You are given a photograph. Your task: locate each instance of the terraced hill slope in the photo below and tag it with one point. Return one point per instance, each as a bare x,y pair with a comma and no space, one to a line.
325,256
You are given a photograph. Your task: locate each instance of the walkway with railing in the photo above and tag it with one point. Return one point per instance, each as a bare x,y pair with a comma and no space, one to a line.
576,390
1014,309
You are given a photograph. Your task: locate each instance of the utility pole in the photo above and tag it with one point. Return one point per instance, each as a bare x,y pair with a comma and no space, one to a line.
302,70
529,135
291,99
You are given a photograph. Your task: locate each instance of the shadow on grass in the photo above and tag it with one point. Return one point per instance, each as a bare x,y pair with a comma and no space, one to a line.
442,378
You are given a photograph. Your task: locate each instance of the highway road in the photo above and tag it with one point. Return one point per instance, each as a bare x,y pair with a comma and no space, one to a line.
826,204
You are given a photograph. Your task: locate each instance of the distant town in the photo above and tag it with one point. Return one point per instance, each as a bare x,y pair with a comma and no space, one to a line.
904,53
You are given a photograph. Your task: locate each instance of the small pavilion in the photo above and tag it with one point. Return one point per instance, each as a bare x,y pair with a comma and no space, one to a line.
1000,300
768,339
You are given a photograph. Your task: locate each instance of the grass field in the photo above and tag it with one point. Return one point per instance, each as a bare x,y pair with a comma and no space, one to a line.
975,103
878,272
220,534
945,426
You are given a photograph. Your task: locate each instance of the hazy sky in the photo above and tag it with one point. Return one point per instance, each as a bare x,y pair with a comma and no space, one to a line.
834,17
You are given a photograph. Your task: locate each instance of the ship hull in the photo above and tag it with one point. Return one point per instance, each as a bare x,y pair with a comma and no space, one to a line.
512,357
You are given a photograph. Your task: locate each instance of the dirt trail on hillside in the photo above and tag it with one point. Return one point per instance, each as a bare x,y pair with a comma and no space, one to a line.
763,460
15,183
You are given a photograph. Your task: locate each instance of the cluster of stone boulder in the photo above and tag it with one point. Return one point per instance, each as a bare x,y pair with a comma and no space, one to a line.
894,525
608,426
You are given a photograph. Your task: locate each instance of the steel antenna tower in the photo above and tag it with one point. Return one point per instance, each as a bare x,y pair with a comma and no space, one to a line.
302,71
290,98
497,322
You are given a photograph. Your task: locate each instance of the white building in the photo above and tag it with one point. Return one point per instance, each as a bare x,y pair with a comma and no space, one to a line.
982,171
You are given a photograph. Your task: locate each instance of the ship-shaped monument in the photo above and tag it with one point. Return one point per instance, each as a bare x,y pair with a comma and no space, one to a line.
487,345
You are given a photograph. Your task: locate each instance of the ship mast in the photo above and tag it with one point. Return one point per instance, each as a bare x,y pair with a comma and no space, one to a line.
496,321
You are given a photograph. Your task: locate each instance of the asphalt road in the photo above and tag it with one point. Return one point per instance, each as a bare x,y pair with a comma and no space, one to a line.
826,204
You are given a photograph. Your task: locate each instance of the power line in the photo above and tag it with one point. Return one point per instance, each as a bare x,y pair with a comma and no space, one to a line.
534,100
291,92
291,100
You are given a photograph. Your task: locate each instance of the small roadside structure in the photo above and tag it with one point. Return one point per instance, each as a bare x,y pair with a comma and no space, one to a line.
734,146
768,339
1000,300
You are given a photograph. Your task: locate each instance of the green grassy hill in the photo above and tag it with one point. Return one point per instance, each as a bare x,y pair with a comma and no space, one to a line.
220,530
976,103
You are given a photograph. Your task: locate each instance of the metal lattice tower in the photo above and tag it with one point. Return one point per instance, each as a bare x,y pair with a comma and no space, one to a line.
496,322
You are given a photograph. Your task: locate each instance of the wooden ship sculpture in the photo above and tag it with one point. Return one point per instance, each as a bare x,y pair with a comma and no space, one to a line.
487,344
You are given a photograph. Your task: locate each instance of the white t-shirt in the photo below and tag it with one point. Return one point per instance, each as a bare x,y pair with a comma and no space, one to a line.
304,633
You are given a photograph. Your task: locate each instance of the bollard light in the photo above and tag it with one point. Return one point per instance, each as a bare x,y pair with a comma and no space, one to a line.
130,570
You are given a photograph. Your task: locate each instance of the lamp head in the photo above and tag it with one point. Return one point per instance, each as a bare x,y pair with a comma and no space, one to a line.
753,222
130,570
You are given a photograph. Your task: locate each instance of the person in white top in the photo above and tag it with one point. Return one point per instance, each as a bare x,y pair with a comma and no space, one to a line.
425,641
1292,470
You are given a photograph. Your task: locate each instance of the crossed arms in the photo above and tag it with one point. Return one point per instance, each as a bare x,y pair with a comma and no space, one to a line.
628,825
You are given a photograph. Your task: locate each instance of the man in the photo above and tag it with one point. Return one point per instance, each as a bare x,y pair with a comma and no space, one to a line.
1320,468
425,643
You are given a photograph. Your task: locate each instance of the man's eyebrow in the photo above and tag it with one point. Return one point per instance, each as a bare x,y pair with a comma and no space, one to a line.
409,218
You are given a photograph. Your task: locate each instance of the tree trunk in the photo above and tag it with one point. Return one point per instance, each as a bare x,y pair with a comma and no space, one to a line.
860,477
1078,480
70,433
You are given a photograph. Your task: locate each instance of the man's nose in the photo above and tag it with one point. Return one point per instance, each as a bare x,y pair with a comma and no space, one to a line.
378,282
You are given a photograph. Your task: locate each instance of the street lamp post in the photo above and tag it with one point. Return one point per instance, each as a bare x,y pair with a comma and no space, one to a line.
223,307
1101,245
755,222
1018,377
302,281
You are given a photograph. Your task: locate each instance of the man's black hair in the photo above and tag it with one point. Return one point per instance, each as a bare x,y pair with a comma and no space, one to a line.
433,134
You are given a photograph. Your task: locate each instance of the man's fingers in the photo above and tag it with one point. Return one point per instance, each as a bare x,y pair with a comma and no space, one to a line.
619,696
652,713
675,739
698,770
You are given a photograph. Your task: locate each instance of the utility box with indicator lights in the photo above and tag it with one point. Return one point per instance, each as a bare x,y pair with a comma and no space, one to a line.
────────────────
* Goal of the exercise
The entries must all be transcribed exactly.

* Result
You are given a photograph. Your task: locate each instance of the terraced hill slope in the photo below and tag it with one point. Return one point per instance, each as a bare x,y pair with a comma and no space, one to a line.
325,256
You are given a photograph. Your task: locate each instance of the walkway with railing in the photo above and tag it with one point. Return one point per instance, each as a bare x,y pair with a comma and no space, one to a line.
576,390
1014,309
You are given a photograph. Your task: locate each instance of the utility pole in the photo above and tag it with one point. Return one point per instance, each as a bare x,y pair with a comma and no space, one to a line.
302,70
529,135
291,99
You are given a photograph. Your task: locate each instance of the shadow on grass in the photo above and tag it with one point. Return one point per instance, each as a bare x,y pair with a comma and no space, one to a line.
442,378
You are given a photograph. Your task: locate each instance of the highway road in the photo above and tag it with one point. Return one point per instance, each as a bare x,y pair with a comma and no space, one to a line.
826,204
You are given a photograph. Your task: locate each instance of the distant town in the photo above and tag it with one point. Return one point per instance, each as a bare x,y pair with a comma and no space, one to a line.
904,53
You are given a photograph. Your task: locate each instance of the small pavilion in the photo above and tag it with one point. Return one point per instance, each as a bare x,y pair with a comma and no space, one to a line.
1000,300
768,339
You are given a photograph. Your task: locate each instance of the grass field in the photo above and tag it with one point. Return one point per instance, each as a bare x,y pair with a comma and no space, one to a line.
975,103
878,272
220,534
945,426
You are given a photograph. Your task: locate each instance of the hazy sky in the photo above and tag it with one point. Return one point per instance, each as a bare x,y pair with a comma and no space, one to a line.
834,17
You are given a photograph. Your task: locate each instance of the ship hull in the photo above and tag it with one point. Return one point per instance, each as a bare x,y pair with a comma and no space, one to a line.
512,357
You are given a photograph. Your task: locate each instance of the dirt trail on hillside in the photo above and tag it with one point. Return one point per instance, each as a bare x,y pair with a comma and no space, one to a line.
763,460
15,183
You are given a photograph. Your task: locate each instance of the cluster of stone boulder in the photo above and tag it with one point. Return one point per instance, each as a bare x,y pair with a comma and no space, one to a line.
894,525
608,426
You are given a photograph. Your task: locate each instance of the steel antenna tower in the photo above and tag it with one point. Return one point per instance, each as a bare x,y pair with a comma and no space, one to a line.
302,71
290,98
497,322
You are given a photograph. Your task: locate each instance of the white building in the photo above and tag it with one point. Return one point per instance, each as a bare x,y pair with a comma and no space, one to a line.
982,171
You are given a photograph. Your task: locate each instance of the ship-shaped monument in the photo above and tag it with one point. Return one point per instance, each as a bare x,y pair with a comma and no space, one to a line.
487,345
You are given a photograph. Your task: locate each instance of the ship mast in the photo above and tag it with one point. Return one point per instance, each as a bare x,y pair with a comma and no space, one to a line.
496,321
You are given a photograph. Your task: locate each instance of the asphalt road in the photo above and tag it with one point. Return one point per instance, each as a bare x,y pair with a comma and no space, one to a line.
826,204
You are given a photograph. Your task: locate each instance of the power line in the photo above and tag it with one point. Return one point per instance, each as a bare x,y pair with a comma and no space, one to a line.
534,100
291,92
291,100
You are given a photograph. Your task: locate each instance of the small roadside structure in the photo above and tag it with one point. Return one point per instance, each as a bare x,y pair with a comma and no space, one to a line.
734,146
768,339
1000,300
You are given a photograph. Your task: locate each instance of the green grassy hill in the photo above and tag it with one point. Return one point per instance, each as a bare x,y pair with a comma and no space, one to a line.
220,530
976,103
You are given a photograph. Your task: locate each instance of the metal lattice tower in the photo above and tag it with one point. Return one point per instance, each as a bare x,y pair with a comma and no space, one to a line.
496,322
You are given a photograph. Your task: locate each instance of the wooden ship sculpture in the photo above and tag it with one point. Return one point per instance, each as a bare x,y pair with a comma and no space, one to a line.
487,344
You are given a photograph. Your task: locate each instance of the white t-shirt in the photo below and tag it with one point. Return one point per instance, each as a bare x,y pair with a comma and no space, one to a line.
304,633
You are given a photograph. Your task: locate each instance of the bollard light in the photo above and tag it with one point. Return one point per instance, each as a bare x,y pair with a comma and no space, one to a line.
130,570
You are given a photograph. Your task: locate each instance of the lamp head in the photo above and tag it with one point. Return one point per instance, each as a bare x,y pair with a comma and no space, one to a line.
753,222
130,570
You are given a photograph. Your task: locate each instance of the person in white top in the photo above and tag it with one point. Return one point per instance, each as a bare x,y pair with a comma and no space, one to a line.
425,641
1292,470
You are given a photograph. Your task: locate each instance of the crossed arms in the photo above and tag it with one point. Return one point per instance, each as a bare x,y pair with a comma and no space, one to a line.
628,825
You are given a photograph. Your task: locate each instance of the man in the photo above and tag it with one point. Return one point per instance, each as a bare x,y pair with a comma and no space, one to a line.
1320,468
425,643
You are given a photograph. Your task: locate each instance of the man's eyebrow in the photo above and tag it with one point. Return one point per instance, each as a bare x,y pair with a comma and no space, one to a line.
409,218
You are given a photograph. Your task: locate each instance of the tree trunk in the photo above and tag it with one point. Return one point per instance, each as a bare x,y pair with a comma and no space, one to a line.
860,477
1078,480
70,433
You are given a photograph. Your task: locate each instance of the man's nose in the photo above and tag it with one point. Return one point per instance, each as a bare x,y pair with a comma and no space, one to a line.
378,282
You are given a photograph. Your task: locate each instance of the street lamp post in the photo above and tag it with one point. Return one point per instance, each as a bare x,y pair with a comma and no space, one to a line.
223,307
1101,245
755,222
1018,377
302,281
You are given a photograph. Your task: locate each instance of the man's black hair in the photo above and tag it with one point. Return one point per instance, each as a bare x,y pair with a comma and no space, one to a line.
433,134
You are given a photograph. Your task: locate each instance of the man's fingers in the photo above and tag it with one point. Return one point per instance, each as a bare x,y pair with a comma and no space, one to a line.
619,696
652,713
675,739
698,770
You are given a photograph. Your task: locate each instance of the utility box with indicator lights in the photo above and tag it with one point. Return one point per instance, each as a bare x,y pair with a comma and no space, one to a line.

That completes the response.